● What you are asked to do: Extract every entry word for word.

● Record extracts:

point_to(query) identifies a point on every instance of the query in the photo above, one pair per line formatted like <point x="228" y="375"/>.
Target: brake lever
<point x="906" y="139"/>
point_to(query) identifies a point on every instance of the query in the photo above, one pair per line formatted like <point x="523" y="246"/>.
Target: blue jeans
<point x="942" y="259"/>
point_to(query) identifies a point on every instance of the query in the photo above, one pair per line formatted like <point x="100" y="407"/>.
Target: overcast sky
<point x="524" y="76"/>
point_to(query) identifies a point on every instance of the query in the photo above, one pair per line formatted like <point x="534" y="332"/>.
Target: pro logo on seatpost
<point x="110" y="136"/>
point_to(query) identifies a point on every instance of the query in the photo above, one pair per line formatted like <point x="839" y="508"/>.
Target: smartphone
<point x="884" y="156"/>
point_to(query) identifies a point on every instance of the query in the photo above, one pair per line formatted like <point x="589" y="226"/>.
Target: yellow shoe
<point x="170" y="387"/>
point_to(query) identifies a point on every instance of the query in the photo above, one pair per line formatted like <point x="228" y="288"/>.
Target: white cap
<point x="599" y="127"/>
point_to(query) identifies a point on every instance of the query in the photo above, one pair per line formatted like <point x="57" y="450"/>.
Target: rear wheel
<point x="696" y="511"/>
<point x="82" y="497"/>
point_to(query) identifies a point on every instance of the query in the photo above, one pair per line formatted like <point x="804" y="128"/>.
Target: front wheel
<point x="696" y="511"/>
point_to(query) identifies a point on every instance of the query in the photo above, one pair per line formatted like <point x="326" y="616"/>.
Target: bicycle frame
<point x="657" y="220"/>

● Solution for this problem:
point_to(query) identifies a point on every instance of the query in the photo above, one pair per line formatted like <point x="228" y="375"/>.
Target: brake lever
<point x="906" y="139"/>
point_to(query) identifies a point on every instance of the query in the photo above, one pair per line formatted like <point x="523" y="246"/>.
Target: blue jeans
<point x="942" y="259"/>
point_to(query) identifies a point on every instance of the query in the photo above, one pair per line formatted like <point x="100" y="407"/>.
Target: overcast sky
<point x="524" y="76"/>
point_to(query) identifies a point on every instance of the query in the photo above, one pair per line formatted like <point x="534" y="332"/>.
Target: pro logo on seatpost
<point x="110" y="136"/>
point_to(query) identifies a point on every instance of the query in the photo above, one pair per line formatted like <point x="839" y="508"/>.
Target: smartphone
<point x="884" y="156"/>
point_to(query) identifies a point on every instance of the query in the photo above, one pair per line formatted like <point x="589" y="226"/>.
Target: yellow shoe
<point x="170" y="387"/>
point_to(query) identifies a point on every instance of the query in the photo above, one pair per line formatted like <point x="228" y="288"/>.
Target: white cap
<point x="599" y="127"/>
point_to(query) identifies a point on every instance of the query in the photo above, one pair per line formatted like <point x="57" y="450"/>.
Target: rear wheel
<point x="696" y="511"/>
<point x="82" y="497"/>
point_to(query) identifies a point on every instance of the query in the photo above, one pair per line formatted like <point x="804" y="128"/>.
Target: front wheel
<point x="696" y="511"/>
point_to(query) identifies a point on every instance of the query in the photo above, one pair per line formatted like <point x="326" y="616"/>.
Target: bicycle frame
<point x="657" y="220"/>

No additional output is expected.